**Задание A:** Как перевести на английский язык предложение «Говорили, что он открыл гостиницу в Москве» из отрывка воспоминаний?
**Задание B:**
Согласуются ли с отрывком воспоминаний утверждения ниже? Ответьте «да» или «нет» и приведите решающие слова из отрывка в точности.
(i) Росляков был подвергнут следствию.
(ii) Яковлев был строгим и суровым человеком.
(iii) Е.И. Якушкин принял Рослякова в чиновники особых поручений.

**Фрагмент документа:**
☆ ☆ ☆ ☆ ☆ ☆ ☆

Воспоминания крестьянина села Угодичи Ярославской губернии Ростовского уезда 19 страница



 

Немногим лучше был и его рыбинский помощник Росляков, ускользнувший от следствия. Он продолжал службу помощником и окружным начальником и готовился к перемещению в чиновники особых поручений при палате за упразднением окружных правлений, но говорят, что тогдашний управляющий Е.И. Якушкин[397] не удостоил его принятием, несмотря на то что он заручился одобрительными приговорами от волости и отдельных сельских обществ всех трех уездов. Жив ли он, не знаю. Говорили, что он открыл гостиницу в Москве. Замечателен для меня его флюгерный характер. Он всегда был мягок со мной, покуда мягко было высшее начальство в Ярославле, а перед высшим себя до смешного раболепствовал. Памятно и смешно мне было его ухаживанье за собакой министерского ревизора Потаповича. Но вот поступает в управляющие палатою некто Яковлев, ужасно строгий и суровый человек (по мнению Е.И. Якушкина, ненормальный полупомешанный). При ревизии волостных правлений тотчас огонь и пламя, дрался даже. Наш Росляков тотчас же переменился, строжил не в меру и расправлялся с подчиненными на манер Яковлева.

☆ ☆ ☆ ☆ ☆ ☆ ☆

(Данные для локализации точек)
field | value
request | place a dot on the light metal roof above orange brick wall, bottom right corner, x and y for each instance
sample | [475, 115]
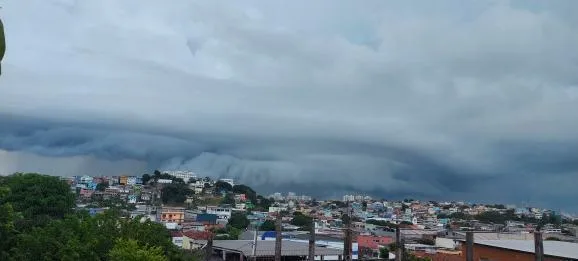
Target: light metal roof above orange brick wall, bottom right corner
[551, 248]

☆ ☆ ☆ ☆ ☆ ☆ ☆

**Решение задания A:** It was said that he had opened a hotel in Moscow.

**Решение задания B:**
(i) Нет: «ускользнувший от следствия».
(ii) Да: «ужасно строгий и суровый человек».
(iii) Нет: «не удостоил его принятием».